__EXERCISE__. Quote all of the records below verbatim, keeping every line unchanged.

__TASK MATERIAL__.
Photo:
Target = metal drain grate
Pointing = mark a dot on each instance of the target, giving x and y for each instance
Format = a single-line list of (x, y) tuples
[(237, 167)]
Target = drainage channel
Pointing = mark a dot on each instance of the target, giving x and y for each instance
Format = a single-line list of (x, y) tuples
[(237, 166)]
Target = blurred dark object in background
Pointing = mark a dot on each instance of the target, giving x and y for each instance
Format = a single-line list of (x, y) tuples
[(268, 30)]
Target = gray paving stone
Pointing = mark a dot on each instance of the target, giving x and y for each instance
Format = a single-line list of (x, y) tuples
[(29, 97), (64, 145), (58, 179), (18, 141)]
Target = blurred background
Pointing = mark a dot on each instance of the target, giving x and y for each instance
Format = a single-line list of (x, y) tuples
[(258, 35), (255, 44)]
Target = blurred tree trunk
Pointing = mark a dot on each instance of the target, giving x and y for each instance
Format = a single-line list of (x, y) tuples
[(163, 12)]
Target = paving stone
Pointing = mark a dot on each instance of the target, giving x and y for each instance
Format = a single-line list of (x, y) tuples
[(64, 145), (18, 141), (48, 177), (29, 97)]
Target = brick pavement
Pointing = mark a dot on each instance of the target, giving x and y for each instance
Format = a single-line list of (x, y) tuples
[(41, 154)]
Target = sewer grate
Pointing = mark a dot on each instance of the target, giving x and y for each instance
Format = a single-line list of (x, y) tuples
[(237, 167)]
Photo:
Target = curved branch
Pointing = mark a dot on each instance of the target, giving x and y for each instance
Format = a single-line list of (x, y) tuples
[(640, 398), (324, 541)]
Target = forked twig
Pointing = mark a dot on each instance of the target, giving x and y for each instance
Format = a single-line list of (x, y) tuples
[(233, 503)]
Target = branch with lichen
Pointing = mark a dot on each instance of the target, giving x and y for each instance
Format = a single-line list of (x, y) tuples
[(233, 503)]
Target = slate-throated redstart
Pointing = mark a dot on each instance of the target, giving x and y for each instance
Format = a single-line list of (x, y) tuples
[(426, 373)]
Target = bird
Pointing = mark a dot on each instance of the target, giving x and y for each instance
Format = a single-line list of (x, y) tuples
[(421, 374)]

__SOLUTION FOR THIS TASK__.
Photo:
Target = metal drain grate
Pointing = mark a dot on each instance of the target, giving x and y for each instance
Format = a single-line list of (x, y) tuples
[(237, 167)]
Target = drainage channel
Pointing = mark a dot on each instance of the target, giving x and y for each instance
Format = a single-line list of (x, y) tuples
[(237, 166)]
Target = blurred dark object in background
Pointing = mark a dot on each instance of the target, giving x and y for each instance
Format = a single-line list of (x, y) tuples
[(268, 30)]
Target = gray paving stone
Pointing = mark a dot on each instance of the target, giving x and y for each instance
Format = a single-line list of (x, y) tuples
[(29, 97), (64, 145), (58, 179), (18, 141)]
Target = blurred background
Pointing = mark a dot on each instance of the target, giving x and y for each instance
Format = a single-line list of (x, y) tuples
[(258, 35), (255, 44)]
Target = blurred tree trunk
Pointing = mark a dot on each instance of the target, giving x and y for each instance
Format = a single-line list of (x, y) tuples
[(163, 12)]
Target = paving stone
Pointing = mark a dot on each instance of the target, giving x and y for each instance
Format = a single-line list of (x, y) tuples
[(64, 145), (18, 141), (48, 177), (29, 97)]
Target = brick pavement
Pointing = mark a dot on each instance of the target, giving x and y for each instance
Format = a single-line list of (x, y) tuples
[(41, 154)]
Target = sewer grate
Pointing = mark a dot on each instance of the target, giving x and y for each instance
Format = a single-line list of (x, y) tuples
[(237, 167)]
Photo:
Target = curved branch
Pointing = mark a dot on each instance of the target, giving x and y for each instance
Format = a single-line list of (x, y) tuples
[(640, 398), (324, 541)]
Target = forked twig
Pointing = mark a dot on each instance of the target, giving x and y for each instance
Format = a single-line list of (x, y) tuples
[(233, 503)]
Target = branch with lichen
Pointing = mark a dot on each instance of the target, giving x and y for each instance
Format = a single-line list of (x, y) tuples
[(233, 503)]
Target = slate-throated redstart
Pointing = mark a dot on each instance of the target, giving x and y for each instance
Format = a single-line list of (x, y) tuples
[(426, 373)]
Target = bird
Pointing = mark a dot on each instance of the target, giving x and y for each instance
Format = a single-line list of (x, y) tuples
[(421, 374)]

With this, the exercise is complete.